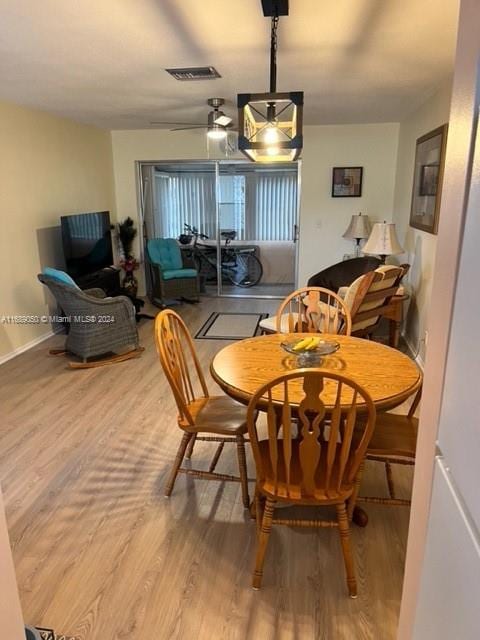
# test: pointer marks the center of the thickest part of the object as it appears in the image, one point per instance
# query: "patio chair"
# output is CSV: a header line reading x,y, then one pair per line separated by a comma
x,y
98,326
170,278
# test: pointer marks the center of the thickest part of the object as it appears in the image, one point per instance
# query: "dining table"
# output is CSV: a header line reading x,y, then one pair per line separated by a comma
x,y
389,376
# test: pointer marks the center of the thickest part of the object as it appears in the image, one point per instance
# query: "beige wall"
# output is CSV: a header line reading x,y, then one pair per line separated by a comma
x,y
11,622
323,218
49,166
420,247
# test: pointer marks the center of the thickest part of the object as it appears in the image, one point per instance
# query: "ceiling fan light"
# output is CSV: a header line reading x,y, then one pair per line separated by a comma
x,y
223,120
273,151
216,133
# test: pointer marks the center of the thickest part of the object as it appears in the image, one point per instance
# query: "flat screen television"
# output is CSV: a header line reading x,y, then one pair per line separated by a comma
x,y
87,242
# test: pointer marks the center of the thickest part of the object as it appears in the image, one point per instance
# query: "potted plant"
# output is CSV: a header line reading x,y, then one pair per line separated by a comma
x,y
127,234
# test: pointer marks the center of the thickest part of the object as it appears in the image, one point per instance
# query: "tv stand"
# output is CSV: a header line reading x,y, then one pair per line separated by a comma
x,y
107,279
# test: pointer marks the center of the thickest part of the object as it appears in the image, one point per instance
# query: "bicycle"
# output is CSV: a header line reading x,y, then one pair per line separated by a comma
x,y
238,265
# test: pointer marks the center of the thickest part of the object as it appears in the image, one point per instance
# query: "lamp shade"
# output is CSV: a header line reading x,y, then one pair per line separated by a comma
x,y
383,240
358,228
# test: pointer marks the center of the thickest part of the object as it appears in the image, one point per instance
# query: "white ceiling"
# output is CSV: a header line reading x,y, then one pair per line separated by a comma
x,y
102,61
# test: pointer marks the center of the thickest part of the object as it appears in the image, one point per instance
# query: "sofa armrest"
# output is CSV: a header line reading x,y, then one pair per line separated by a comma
x,y
95,292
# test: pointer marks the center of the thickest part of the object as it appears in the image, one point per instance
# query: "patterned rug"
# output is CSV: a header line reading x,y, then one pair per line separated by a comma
x,y
231,326
49,634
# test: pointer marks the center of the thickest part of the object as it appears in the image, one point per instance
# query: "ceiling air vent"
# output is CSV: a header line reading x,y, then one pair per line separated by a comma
x,y
194,73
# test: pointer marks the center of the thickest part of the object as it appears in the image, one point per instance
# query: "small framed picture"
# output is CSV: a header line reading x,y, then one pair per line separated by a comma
x,y
427,179
347,182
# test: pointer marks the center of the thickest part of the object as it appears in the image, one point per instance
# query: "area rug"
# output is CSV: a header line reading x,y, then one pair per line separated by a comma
x,y
49,634
231,326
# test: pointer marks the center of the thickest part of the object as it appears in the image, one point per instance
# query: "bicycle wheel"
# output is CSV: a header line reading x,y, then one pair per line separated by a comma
x,y
246,271
205,268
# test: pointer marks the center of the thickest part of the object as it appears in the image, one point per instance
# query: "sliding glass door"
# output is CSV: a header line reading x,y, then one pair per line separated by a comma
x,y
237,221
257,214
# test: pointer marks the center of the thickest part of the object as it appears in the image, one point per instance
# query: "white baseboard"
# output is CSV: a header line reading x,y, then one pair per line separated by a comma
x,y
413,350
26,347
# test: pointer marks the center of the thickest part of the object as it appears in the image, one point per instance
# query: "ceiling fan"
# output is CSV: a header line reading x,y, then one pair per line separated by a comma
x,y
218,124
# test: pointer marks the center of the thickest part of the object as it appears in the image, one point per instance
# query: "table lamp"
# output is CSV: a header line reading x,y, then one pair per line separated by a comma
x,y
383,241
358,229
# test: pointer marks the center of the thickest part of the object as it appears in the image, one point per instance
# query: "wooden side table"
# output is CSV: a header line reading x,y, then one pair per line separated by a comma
x,y
394,314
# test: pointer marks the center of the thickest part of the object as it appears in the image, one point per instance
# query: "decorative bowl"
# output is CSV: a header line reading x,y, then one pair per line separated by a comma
x,y
312,356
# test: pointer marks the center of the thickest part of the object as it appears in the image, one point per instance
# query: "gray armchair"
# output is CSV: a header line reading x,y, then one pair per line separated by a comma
x,y
98,325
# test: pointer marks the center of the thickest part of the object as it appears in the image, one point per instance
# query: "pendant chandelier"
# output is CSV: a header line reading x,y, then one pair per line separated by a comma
x,y
270,124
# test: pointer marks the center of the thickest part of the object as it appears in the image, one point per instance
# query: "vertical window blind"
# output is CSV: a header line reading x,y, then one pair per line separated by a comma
x,y
258,205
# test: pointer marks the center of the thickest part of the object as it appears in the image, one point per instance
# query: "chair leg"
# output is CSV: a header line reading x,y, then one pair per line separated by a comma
x,y
191,444
391,485
262,543
176,465
344,531
259,509
242,466
356,490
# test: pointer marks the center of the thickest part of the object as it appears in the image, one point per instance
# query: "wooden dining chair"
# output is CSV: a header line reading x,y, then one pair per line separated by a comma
x,y
393,442
310,310
309,458
223,419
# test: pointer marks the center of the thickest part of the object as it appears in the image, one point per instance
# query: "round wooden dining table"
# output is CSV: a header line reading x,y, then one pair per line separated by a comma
x,y
388,375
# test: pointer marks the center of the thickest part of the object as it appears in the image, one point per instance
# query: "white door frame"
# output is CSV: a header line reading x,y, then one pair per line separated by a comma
x,y
458,165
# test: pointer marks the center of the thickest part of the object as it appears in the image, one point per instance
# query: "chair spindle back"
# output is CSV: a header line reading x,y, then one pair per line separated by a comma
x,y
314,310
179,361
329,456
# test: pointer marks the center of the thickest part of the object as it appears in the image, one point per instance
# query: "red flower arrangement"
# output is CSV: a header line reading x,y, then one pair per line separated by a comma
x,y
129,265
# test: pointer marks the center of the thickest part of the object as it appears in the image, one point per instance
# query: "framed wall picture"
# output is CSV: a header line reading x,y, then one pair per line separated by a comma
x,y
347,182
427,179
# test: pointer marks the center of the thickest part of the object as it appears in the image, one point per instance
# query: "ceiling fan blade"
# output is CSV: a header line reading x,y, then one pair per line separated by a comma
x,y
180,124
198,126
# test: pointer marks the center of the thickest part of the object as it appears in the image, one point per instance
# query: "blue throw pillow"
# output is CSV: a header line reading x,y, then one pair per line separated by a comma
x,y
61,276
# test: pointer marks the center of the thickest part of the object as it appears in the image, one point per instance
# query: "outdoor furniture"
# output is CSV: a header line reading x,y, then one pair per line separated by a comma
x,y
223,419
98,326
310,309
170,278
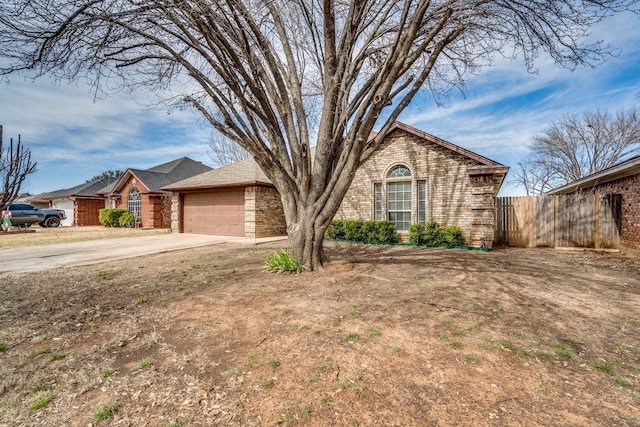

- **SET PROBLEM**
List every line of the records that contains the word "white", matching case exactly.

- **THE REPLY**
# query: "white ceiling"
# query: "white baseboard"
# query: "white door frame"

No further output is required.